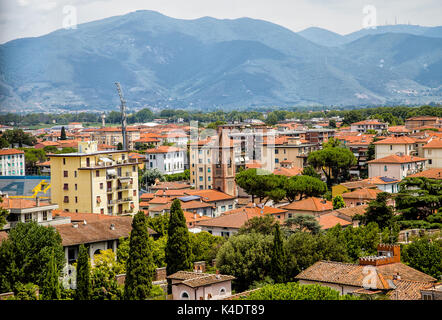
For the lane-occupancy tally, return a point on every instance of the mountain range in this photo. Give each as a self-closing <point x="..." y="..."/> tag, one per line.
<point x="212" y="64"/>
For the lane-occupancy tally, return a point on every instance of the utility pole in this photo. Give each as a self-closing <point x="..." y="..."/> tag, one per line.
<point x="123" y="115"/>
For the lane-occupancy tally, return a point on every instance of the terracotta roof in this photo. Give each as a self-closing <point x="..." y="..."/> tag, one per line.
<point x="408" y="290"/>
<point x="5" y="152"/>
<point x="435" y="173"/>
<point x="363" y="193"/>
<point x="164" y="149"/>
<point x="434" y="144"/>
<point x="396" y="140"/>
<point x="95" y="231"/>
<point x="327" y="221"/>
<point x="353" y="274"/>
<point x="195" y="279"/>
<point x="210" y="195"/>
<point x="288" y="172"/>
<point x="12" y="203"/>
<point x="397" y="159"/>
<point x="77" y="216"/>
<point x="256" y="210"/>
<point x="349" y="213"/>
<point x="310" y="204"/>
<point x="233" y="220"/>
<point x="170" y="185"/>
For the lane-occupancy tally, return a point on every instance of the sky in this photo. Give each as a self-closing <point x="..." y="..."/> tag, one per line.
<point x="30" y="18"/>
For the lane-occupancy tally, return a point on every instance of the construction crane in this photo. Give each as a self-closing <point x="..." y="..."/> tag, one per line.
<point x="123" y="115"/>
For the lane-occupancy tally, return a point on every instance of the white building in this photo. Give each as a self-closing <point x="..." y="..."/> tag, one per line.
<point x="168" y="160"/>
<point x="12" y="162"/>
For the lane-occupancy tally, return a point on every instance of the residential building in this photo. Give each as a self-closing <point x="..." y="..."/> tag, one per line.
<point x="381" y="274"/>
<point x="113" y="136"/>
<point x="96" y="234"/>
<point x="360" y="197"/>
<point x="397" y="166"/>
<point x="200" y="286"/>
<point x="394" y="145"/>
<point x="365" y="125"/>
<point x="12" y="162"/>
<point x="433" y="152"/>
<point x="167" y="159"/>
<point x="104" y="182"/>
<point x="311" y="206"/>
<point x="25" y="210"/>
<point x="415" y="123"/>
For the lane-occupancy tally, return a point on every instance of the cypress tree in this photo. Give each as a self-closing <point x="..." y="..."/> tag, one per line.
<point x="178" y="249"/>
<point x="139" y="265"/>
<point x="278" y="265"/>
<point x="63" y="133"/>
<point x="51" y="287"/>
<point x="83" y="291"/>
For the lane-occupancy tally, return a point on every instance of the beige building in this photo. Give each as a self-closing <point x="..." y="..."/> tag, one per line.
<point x="112" y="136"/>
<point x="433" y="152"/>
<point x="397" y="166"/>
<point x="394" y="145"/>
<point x="92" y="181"/>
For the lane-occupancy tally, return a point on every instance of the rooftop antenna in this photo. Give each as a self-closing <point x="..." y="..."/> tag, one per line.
<point x="123" y="115"/>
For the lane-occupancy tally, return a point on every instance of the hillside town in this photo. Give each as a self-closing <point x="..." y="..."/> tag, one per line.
<point x="225" y="210"/>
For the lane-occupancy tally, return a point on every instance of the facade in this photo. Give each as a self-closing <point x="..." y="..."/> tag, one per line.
<point x="12" y="162"/>
<point x="23" y="210"/>
<point x="104" y="182"/>
<point x="113" y="136"/>
<point x="168" y="160"/>
<point x="433" y="152"/>
<point x="394" y="145"/>
<point x="200" y="286"/>
<point x="396" y="166"/>
<point x="364" y="126"/>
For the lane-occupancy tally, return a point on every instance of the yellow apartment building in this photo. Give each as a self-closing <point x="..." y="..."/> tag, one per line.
<point x="104" y="182"/>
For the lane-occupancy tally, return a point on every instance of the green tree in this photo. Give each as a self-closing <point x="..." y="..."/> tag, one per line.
<point x="418" y="198"/>
<point x="335" y="162"/>
<point x="378" y="211"/>
<point x="247" y="257"/>
<point x="296" y="291"/>
<point x="300" y="187"/>
<point x="139" y="266"/>
<point x="338" y="202"/>
<point x="263" y="224"/>
<point x="51" y="287"/>
<point x="424" y="255"/>
<point x="25" y="254"/>
<point x="302" y="222"/>
<point x="83" y="290"/>
<point x="278" y="261"/>
<point x="310" y="171"/>
<point x="103" y="277"/>
<point x="63" y="133"/>
<point x="178" y="248"/>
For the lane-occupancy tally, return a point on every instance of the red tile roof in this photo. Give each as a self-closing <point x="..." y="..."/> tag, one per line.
<point x="310" y="204"/>
<point x="397" y="159"/>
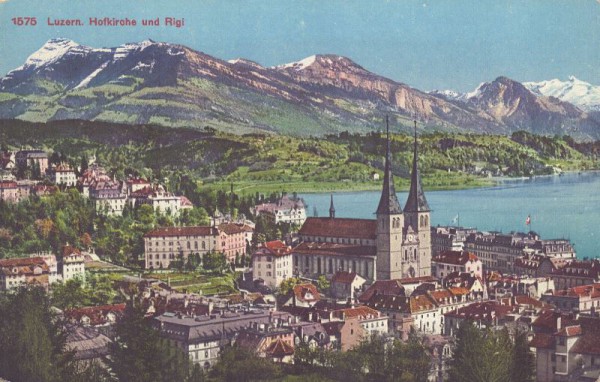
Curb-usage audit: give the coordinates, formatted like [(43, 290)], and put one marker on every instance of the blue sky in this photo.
[(441, 44)]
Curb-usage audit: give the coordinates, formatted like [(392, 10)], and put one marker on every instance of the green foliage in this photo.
[(323, 284), (288, 284), (215, 262), (374, 359), (490, 356), (239, 365), (139, 354), (32, 340)]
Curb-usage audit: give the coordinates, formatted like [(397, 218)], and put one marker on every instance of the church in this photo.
[(395, 245)]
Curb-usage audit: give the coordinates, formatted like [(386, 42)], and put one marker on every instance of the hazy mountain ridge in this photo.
[(173, 85)]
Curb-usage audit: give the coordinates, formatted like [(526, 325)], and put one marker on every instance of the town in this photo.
[(290, 296)]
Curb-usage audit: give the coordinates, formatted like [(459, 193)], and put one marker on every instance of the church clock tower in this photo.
[(417, 214), (390, 224)]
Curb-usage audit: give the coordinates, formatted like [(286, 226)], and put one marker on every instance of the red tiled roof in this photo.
[(137, 181), (455, 257), (183, 231), (383, 287), (487, 311), (279, 348), (569, 331), (309, 248), (421, 279), (231, 228), (8, 184), (592, 291), (547, 321), (340, 227), (343, 277), (421, 302), (589, 342), (543, 341), (70, 250), (22, 261), (273, 248), (301, 291), (96, 314), (361, 312)]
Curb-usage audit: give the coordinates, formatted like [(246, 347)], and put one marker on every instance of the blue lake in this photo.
[(565, 206)]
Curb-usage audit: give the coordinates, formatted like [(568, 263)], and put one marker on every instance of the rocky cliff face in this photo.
[(169, 84)]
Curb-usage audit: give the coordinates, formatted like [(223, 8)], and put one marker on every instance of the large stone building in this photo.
[(397, 244)]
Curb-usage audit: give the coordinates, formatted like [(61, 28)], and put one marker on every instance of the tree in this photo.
[(240, 365), (139, 354), (287, 285), (214, 262), (322, 283), (32, 339), (523, 362), (70, 294), (481, 356)]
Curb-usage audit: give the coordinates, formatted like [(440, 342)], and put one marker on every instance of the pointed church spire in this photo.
[(331, 209), (388, 204), (416, 201)]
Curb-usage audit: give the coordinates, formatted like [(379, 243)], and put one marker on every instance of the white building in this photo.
[(272, 262), (163, 245), (448, 262), (160, 200), (63, 175), (285, 210), (71, 264)]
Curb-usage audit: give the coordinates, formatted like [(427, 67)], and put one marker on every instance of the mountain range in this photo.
[(172, 85)]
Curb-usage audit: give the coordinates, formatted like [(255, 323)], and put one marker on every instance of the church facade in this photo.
[(397, 244)]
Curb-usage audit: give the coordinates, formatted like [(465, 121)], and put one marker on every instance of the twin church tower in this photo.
[(395, 245), (403, 238)]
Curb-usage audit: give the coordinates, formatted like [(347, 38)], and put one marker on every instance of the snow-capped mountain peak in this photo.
[(578, 92), (299, 65), (53, 50)]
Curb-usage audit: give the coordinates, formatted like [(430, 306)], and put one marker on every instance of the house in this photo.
[(303, 295), (9, 191), (19, 271), (62, 175), (285, 210), (164, 245), (7, 160), (272, 262), (32, 158), (96, 316), (372, 321), (344, 285), (159, 199), (423, 313), (71, 264), (134, 184), (570, 353), (484, 314), (577, 273), (88, 344), (447, 262), (202, 337), (233, 241), (537, 265), (108, 197), (271, 340), (449, 238), (584, 298)]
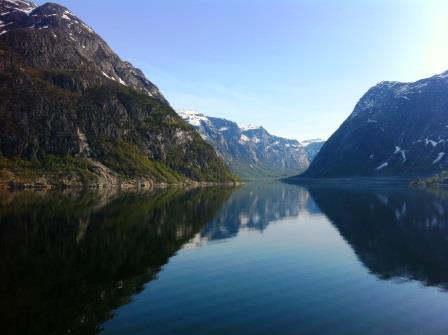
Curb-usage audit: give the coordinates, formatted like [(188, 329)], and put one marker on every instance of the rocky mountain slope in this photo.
[(312, 147), (251, 152), (396, 129), (74, 113)]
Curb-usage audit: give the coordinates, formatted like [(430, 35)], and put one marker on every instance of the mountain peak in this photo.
[(250, 127), (17, 6)]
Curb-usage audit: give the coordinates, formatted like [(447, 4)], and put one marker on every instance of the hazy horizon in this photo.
[(297, 67)]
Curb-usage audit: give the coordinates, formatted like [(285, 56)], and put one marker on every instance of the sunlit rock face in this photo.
[(250, 151)]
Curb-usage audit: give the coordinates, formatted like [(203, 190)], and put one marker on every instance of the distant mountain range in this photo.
[(251, 151), (396, 129), (72, 112)]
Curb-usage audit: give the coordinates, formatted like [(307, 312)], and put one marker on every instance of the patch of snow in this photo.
[(249, 127), (111, 78), (21, 6), (382, 166), (193, 117), (122, 82), (432, 142), (440, 155)]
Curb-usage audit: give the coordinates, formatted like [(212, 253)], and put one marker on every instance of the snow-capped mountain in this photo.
[(312, 147), (67, 98), (396, 129), (250, 151)]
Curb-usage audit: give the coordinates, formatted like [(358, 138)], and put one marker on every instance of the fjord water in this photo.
[(258, 259)]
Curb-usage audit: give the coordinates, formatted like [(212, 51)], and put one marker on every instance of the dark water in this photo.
[(260, 259)]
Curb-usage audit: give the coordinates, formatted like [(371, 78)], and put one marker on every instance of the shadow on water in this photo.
[(255, 206), (397, 233), (68, 260)]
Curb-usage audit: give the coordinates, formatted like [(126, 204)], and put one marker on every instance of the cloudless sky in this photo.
[(297, 67)]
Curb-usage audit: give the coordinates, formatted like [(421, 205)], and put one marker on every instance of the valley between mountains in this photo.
[(73, 113)]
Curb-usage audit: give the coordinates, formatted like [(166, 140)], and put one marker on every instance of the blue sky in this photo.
[(295, 67)]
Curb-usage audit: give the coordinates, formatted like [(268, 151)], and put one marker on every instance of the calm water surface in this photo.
[(259, 259)]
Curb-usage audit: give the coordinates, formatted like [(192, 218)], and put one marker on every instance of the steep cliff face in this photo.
[(73, 112), (396, 129), (312, 147), (251, 152)]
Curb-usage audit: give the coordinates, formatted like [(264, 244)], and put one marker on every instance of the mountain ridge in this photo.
[(396, 130), (76, 114), (250, 151)]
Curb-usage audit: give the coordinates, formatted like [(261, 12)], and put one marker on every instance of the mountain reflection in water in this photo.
[(69, 261)]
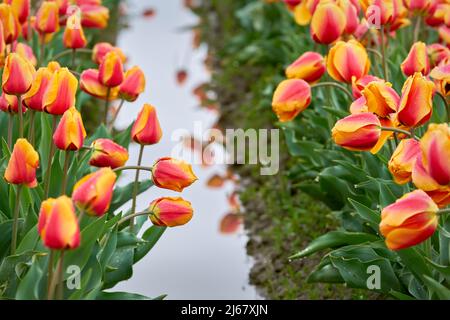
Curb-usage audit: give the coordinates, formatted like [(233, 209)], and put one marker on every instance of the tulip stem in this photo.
[(133, 168), (111, 124), (409, 134), (105, 116), (51, 153), (132, 216), (20, 111), (16, 220), (333, 84), (67, 52), (65, 172), (384, 54), (10, 130), (135, 189)]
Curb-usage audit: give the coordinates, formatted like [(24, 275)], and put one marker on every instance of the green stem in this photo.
[(335, 85), (65, 172), (16, 221), (51, 153), (10, 130), (135, 189), (20, 111), (105, 116), (384, 55)]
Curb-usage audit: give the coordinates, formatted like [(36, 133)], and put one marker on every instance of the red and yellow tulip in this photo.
[(170, 212), (409, 221), (173, 174), (94, 192), (22, 165)]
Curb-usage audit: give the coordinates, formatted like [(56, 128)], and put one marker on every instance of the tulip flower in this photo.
[(310, 67), (21, 8), (417, 60), (441, 76), (290, 98), (74, 37), (58, 224), (94, 16), (133, 84), (173, 174), (170, 212), (10, 22), (146, 129), (403, 160), (18, 75), (409, 221), (33, 99), (22, 165), (435, 146), (111, 70), (348, 61), (328, 23), (422, 180), (90, 84), (9, 104), (101, 49), (93, 193), (70, 133), (358, 132), (381, 99), (416, 103), (60, 93), (25, 52), (47, 18), (107, 153)]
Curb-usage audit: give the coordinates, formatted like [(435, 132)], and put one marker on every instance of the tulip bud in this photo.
[(22, 165), (47, 18), (173, 174), (11, 25), (381, 99), (94, 16), (21, 8), (435, 146), (417, 60), (10, 104), (409, 221), (70, 133), (33, 99), (133, 84), (94, 192), (107, 153), (74, 37), (441, 76), (422, 180), (290, 98), (146, 129), (416, 103), (58, 224), (403, 160), (17, 75), (90, 84), (358, 132), (328, 23), (347, 61), (102, 49), (170, 212), (60, 93), (310, 67), (111, 70)]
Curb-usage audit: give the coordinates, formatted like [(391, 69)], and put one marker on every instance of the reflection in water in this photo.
[(196, 261)]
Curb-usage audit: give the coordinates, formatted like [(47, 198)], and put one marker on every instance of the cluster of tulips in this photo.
[(380, 116), (51, 90)]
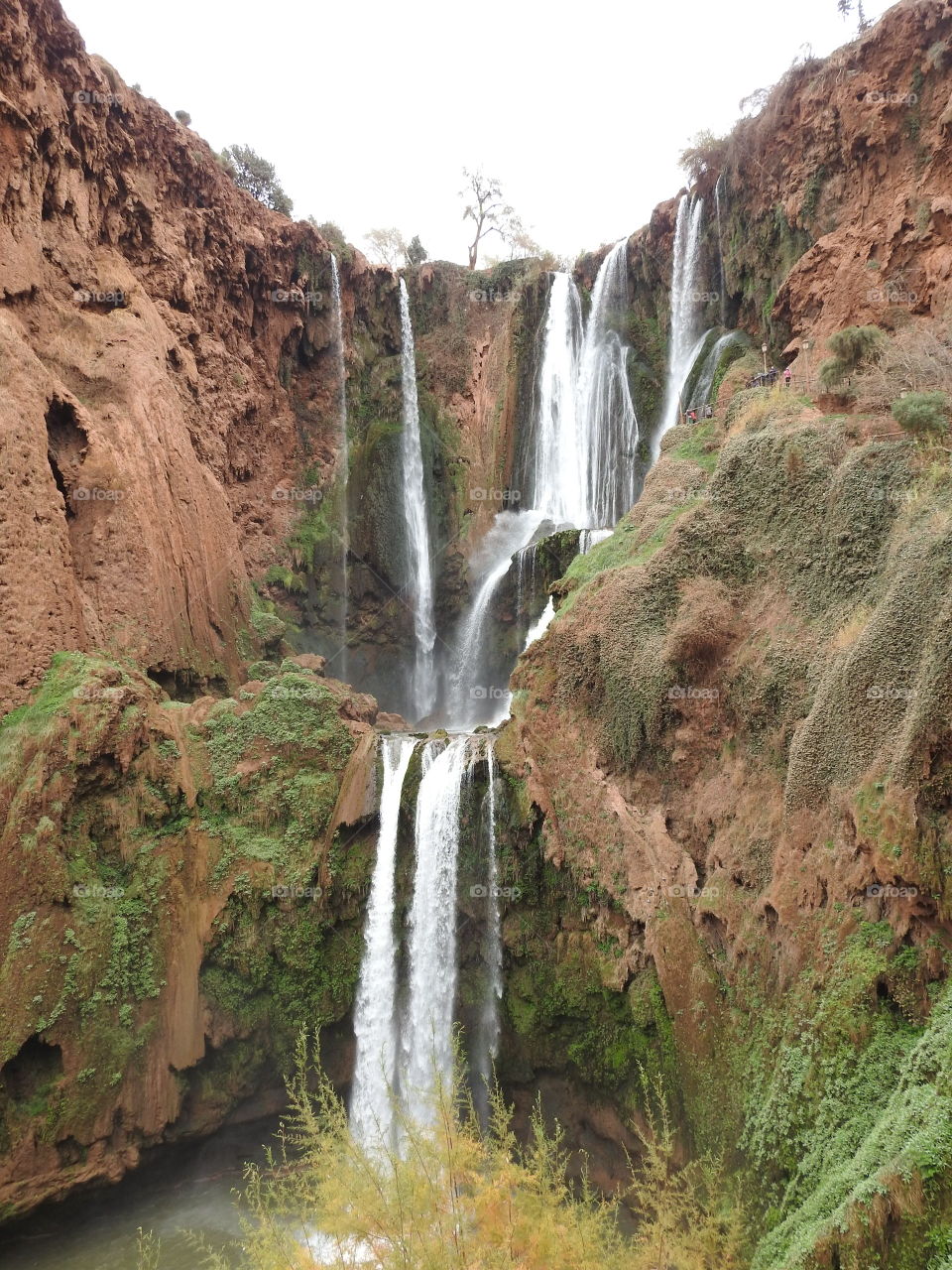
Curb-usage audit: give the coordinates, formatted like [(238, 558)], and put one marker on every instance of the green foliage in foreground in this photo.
[(461, 1199)]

Exercise directions:
Word for word, restate the lines from the one holding "foreground in this photo." to the last line of the records.

Answer space:
Curb-usage audit: give the coordinates, formatted like [(238, 558)], and put one marker on every instance of the green foliage in foreground in this photo.
[(461, 1199)]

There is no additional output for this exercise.